### Source excerpt ###
Water Splash is a U.S. corporation, and Menon was a former employee who resided in Canada. Water Splash sued Menon in Texas alleging that she had begun working for a competitor while still employed by Water Splash. It obtained the court’s permission to serve Menon by mail. But Menon did not answer or enter an appearance, and the trial court defaulted Menon.
Menon moved to set aside the judgment, arguing that service by mail was not allowed under the Convention. The trial court denied that motion and the issued was appealed to the Supreme Court.
The unanimous Court began its discussion by noting that there was disagreement over whether the Convention allowed service by mail. In order to resolve this question, the Court looked to the text of the treaty and the context in which it was written. And the section in question authorized “send[ing] judicial documents” by mail, but it did not specifically authorize service by mail. The Court found that the Convention’s structure showed that this section authorized service by mail.
The key structural point is that the scope of the Convention is limited to service of documents. Several elements of the Convention indicate as much. First, the preamble states that the Convention is intended “to ensure that judicial and extrajudicial documents to be served abroad shall be brought to the notice of the addressee in sufficient time.” And Article 1 defines the Convention’s scope by stating that the Convention “shall apply in all cases, in civil or commercial matters, where there is occasion to transmit a judicial or extrajudicial document for service abroad.” Even the Convention’s full title reflects that the Convention concerns “Service Abroad.”
In light of this context, “it would be quite strange” if the section in question “concerned something other than service of documents.”
The text did not change the result. While the section in question did not contain the word “service” or any variant (unlike other provisions in the Convention), it spoke of “sending” documents. Rather than excluding “service,” the Court found that “send” was “a broader concept that includes service but is not limited to it.” Finally, the French version of the Convention used language that had been consistently interpreted as “service.”
Finally, the Court looked to a number of other sources (legislative history, the views of other countries, etc.) and found that these authorities supported its interpretation.
You are allowed to serve a foreign entity by mail unless the country in which the entity reside objects to that form of service.
### Provided material ###
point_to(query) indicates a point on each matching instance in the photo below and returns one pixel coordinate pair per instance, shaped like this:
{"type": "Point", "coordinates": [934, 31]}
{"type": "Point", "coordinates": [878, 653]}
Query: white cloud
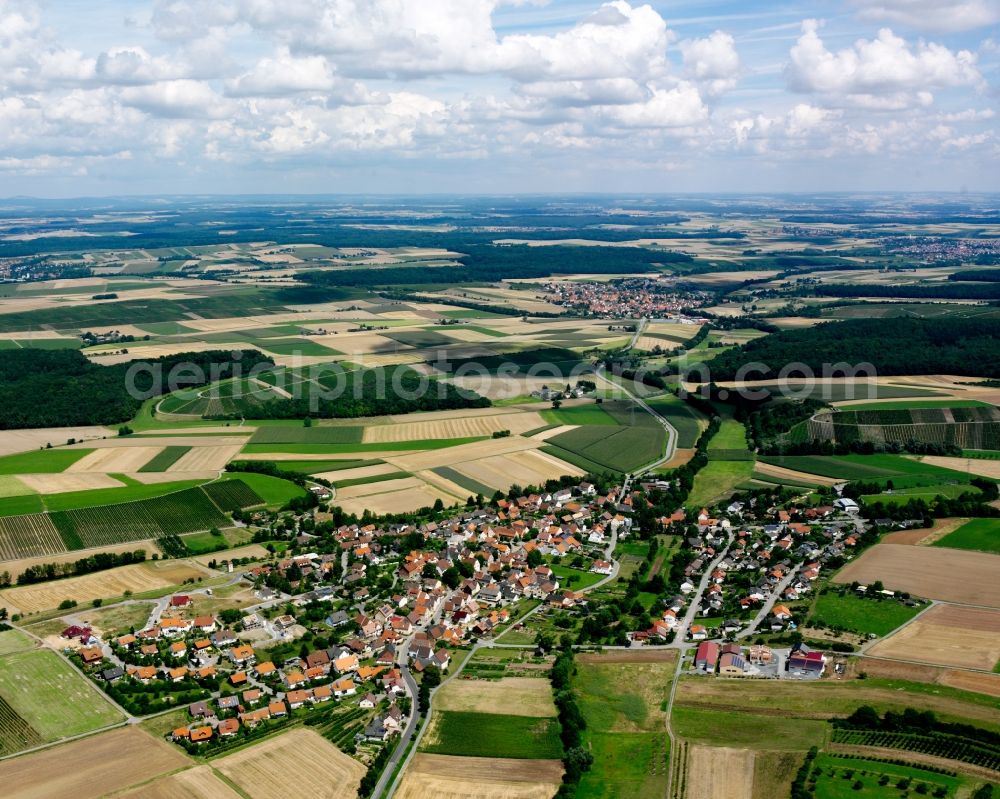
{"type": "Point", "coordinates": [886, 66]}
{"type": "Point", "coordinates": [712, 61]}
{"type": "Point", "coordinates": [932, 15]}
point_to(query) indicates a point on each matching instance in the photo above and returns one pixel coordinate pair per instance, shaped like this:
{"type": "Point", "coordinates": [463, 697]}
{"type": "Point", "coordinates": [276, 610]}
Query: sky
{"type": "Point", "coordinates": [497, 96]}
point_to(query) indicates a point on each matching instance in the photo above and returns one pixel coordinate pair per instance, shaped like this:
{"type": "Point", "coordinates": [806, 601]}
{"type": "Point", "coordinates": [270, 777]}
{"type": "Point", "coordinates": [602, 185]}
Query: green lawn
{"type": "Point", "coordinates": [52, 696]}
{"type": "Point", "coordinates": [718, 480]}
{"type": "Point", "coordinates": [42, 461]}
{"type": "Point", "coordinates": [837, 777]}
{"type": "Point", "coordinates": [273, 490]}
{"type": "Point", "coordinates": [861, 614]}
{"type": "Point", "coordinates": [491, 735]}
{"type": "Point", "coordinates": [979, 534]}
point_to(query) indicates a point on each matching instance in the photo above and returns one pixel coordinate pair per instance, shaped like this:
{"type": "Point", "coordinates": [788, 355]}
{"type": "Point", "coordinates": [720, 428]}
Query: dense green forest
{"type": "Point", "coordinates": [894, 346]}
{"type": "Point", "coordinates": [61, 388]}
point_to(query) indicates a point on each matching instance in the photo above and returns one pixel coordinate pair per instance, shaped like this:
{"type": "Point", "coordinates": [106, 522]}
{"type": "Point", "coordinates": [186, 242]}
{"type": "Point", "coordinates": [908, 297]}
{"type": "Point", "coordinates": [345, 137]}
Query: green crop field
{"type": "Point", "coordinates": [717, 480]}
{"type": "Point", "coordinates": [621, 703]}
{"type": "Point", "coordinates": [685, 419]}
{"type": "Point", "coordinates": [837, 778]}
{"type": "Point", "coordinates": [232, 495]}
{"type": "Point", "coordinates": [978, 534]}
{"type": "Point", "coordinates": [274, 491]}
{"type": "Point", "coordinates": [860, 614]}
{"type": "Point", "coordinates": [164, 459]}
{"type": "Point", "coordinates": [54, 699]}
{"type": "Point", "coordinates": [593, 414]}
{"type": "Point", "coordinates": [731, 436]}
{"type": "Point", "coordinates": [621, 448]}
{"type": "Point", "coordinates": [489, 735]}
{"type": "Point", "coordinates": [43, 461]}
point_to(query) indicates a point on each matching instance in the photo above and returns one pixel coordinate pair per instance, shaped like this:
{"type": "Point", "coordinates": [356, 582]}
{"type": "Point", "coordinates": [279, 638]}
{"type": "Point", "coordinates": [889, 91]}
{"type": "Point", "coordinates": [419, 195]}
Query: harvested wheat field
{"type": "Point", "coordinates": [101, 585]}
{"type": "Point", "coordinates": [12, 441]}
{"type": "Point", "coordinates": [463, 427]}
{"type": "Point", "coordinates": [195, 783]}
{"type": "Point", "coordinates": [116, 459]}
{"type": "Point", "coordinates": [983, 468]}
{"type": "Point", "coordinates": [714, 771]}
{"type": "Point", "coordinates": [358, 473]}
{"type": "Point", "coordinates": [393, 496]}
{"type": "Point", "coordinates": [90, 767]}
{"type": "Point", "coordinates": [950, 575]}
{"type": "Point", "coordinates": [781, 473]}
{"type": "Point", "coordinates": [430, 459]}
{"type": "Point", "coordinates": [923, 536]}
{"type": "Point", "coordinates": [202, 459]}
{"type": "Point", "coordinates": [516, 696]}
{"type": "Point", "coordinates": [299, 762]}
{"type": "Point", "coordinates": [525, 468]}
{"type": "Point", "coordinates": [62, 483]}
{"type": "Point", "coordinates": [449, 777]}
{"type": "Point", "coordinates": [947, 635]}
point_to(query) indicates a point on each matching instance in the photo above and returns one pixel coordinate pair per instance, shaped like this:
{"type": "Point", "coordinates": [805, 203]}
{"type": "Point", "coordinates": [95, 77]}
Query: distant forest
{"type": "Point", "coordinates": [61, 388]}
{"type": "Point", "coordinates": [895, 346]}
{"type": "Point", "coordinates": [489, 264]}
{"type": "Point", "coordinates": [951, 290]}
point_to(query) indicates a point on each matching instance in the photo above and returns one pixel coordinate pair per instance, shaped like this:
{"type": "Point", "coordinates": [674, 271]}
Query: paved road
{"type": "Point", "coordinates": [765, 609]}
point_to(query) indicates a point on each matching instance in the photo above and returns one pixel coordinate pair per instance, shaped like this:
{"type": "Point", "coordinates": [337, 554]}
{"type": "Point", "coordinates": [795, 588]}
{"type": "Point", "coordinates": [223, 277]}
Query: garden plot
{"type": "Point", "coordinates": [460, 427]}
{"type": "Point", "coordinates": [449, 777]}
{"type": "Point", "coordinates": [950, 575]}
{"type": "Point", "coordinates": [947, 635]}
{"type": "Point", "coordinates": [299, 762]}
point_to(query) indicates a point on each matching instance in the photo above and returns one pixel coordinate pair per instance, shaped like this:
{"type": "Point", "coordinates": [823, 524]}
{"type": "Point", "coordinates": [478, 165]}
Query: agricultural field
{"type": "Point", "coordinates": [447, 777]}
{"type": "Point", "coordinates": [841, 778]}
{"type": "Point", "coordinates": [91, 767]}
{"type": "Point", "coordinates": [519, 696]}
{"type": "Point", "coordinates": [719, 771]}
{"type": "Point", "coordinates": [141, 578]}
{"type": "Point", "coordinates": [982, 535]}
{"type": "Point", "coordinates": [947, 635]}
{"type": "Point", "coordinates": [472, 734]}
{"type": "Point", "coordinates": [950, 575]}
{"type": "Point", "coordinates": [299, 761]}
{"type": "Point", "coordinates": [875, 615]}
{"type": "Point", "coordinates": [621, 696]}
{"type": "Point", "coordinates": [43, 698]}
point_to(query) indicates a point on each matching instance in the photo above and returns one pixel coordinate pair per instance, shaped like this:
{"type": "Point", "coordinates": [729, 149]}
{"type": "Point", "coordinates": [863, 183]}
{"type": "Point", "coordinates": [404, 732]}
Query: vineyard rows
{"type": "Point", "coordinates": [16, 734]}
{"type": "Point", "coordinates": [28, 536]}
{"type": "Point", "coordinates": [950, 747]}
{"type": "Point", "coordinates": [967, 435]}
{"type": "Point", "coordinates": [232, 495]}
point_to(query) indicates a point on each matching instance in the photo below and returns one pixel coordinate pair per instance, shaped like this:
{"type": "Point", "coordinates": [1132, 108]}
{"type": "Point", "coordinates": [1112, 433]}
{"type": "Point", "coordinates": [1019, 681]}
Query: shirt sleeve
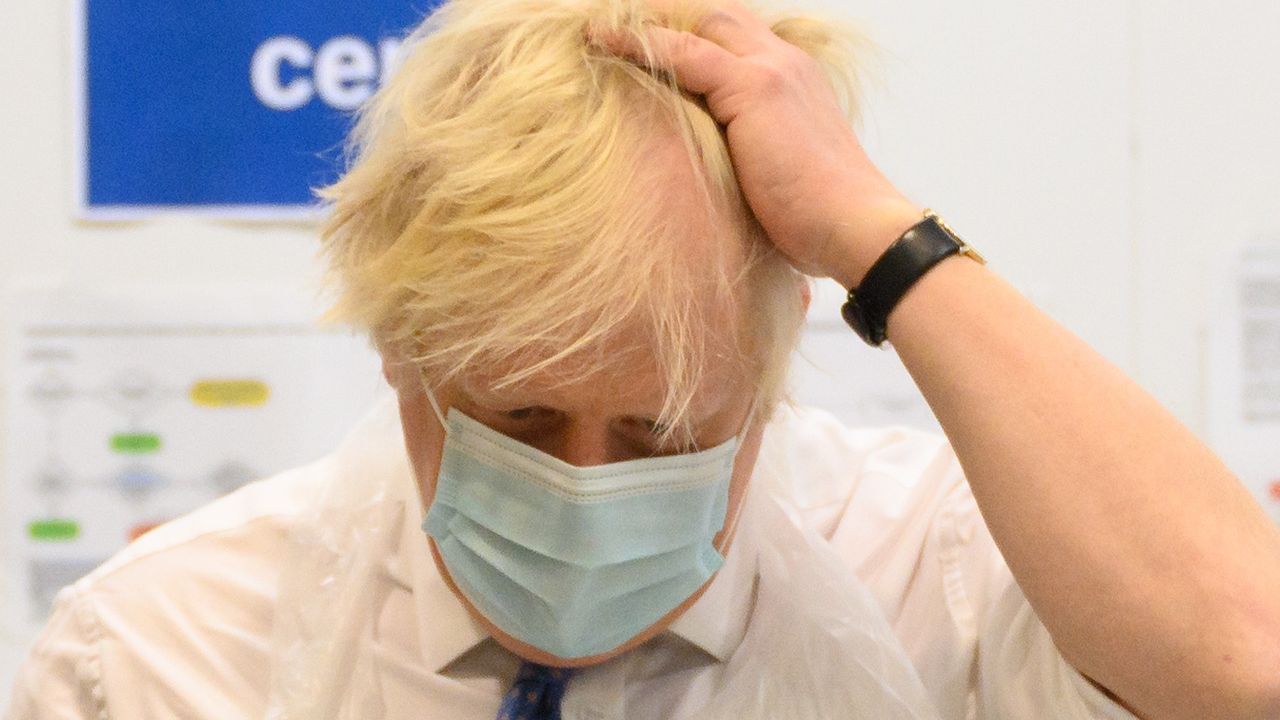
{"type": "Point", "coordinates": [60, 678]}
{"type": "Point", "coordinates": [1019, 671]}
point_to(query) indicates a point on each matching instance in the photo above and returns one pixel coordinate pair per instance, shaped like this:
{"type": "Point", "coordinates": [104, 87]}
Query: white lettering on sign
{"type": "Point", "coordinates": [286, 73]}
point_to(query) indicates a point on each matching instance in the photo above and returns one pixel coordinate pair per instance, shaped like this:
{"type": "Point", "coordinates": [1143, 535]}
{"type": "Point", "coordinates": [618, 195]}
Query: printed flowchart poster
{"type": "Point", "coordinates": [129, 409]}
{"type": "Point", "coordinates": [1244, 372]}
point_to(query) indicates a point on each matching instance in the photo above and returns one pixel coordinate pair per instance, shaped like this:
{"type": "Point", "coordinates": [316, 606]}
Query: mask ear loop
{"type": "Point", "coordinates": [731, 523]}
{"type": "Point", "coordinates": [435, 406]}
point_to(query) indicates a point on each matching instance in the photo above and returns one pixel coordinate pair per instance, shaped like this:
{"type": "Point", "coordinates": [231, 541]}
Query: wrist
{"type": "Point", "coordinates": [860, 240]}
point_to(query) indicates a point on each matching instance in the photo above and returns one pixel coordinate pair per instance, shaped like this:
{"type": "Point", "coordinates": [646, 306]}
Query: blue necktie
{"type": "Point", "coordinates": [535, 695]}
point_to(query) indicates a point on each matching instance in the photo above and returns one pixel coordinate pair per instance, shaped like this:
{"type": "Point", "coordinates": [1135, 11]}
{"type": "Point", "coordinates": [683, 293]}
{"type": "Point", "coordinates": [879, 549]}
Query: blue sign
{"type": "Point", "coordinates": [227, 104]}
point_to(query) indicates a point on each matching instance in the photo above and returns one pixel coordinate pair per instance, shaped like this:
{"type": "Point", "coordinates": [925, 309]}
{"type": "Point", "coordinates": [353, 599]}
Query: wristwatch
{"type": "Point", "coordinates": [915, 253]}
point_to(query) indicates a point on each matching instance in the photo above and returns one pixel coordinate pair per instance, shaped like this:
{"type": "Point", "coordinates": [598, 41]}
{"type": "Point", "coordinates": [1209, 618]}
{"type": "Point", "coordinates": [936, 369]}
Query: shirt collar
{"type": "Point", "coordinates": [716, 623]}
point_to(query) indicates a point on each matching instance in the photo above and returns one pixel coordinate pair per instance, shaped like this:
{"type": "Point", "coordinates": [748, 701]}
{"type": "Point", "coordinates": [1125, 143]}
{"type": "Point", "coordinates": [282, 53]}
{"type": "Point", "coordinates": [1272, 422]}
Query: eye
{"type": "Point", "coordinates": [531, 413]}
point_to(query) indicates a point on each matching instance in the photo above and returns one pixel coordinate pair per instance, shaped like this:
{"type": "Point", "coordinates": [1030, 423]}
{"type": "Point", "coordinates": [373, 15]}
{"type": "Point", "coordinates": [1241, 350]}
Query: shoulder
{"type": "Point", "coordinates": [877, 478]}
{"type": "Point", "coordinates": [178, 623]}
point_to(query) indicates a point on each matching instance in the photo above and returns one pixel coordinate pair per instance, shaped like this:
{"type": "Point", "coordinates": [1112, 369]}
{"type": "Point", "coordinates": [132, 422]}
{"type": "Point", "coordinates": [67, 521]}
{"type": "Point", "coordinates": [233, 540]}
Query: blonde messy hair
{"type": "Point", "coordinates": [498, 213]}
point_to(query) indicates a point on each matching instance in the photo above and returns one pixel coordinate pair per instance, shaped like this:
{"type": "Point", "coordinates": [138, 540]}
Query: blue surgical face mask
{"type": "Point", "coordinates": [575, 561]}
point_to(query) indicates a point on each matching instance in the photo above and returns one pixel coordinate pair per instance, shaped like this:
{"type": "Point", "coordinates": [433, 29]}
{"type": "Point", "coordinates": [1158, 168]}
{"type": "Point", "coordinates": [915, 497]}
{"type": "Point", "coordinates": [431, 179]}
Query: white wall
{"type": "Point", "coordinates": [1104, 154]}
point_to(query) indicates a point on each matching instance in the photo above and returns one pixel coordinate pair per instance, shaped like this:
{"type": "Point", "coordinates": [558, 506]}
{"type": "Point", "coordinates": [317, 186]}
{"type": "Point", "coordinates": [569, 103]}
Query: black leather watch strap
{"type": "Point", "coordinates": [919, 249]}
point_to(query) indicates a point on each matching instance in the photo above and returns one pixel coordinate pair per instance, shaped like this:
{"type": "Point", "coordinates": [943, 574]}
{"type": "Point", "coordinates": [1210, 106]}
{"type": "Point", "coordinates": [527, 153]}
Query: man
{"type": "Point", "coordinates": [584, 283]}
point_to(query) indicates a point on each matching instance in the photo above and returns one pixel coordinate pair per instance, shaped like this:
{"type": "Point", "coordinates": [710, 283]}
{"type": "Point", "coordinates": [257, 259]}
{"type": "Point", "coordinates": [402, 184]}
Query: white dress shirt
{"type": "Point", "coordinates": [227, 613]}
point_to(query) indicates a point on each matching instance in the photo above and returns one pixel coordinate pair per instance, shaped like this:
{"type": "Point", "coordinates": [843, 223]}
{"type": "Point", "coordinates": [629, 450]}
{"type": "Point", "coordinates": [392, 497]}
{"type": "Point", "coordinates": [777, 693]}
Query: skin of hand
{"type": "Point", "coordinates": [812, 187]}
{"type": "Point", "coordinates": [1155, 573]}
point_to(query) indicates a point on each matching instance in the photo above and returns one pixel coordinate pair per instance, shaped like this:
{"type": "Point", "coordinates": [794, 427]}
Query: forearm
###
▶ **Exercise tasks**:
A - Where did Menon reside, according to the case summary?
B - Please retype the case summary word for word, from "Menon moved to" up to and including "the Supreme Court.".

▶ **Per-task outputs**:
A - In Canada.

B -
Menon moved to set aside the judgment, arguing that service by mail was not allowed under the Convention. The trial court denied that motion and the issued was appealed to the Supreme Court.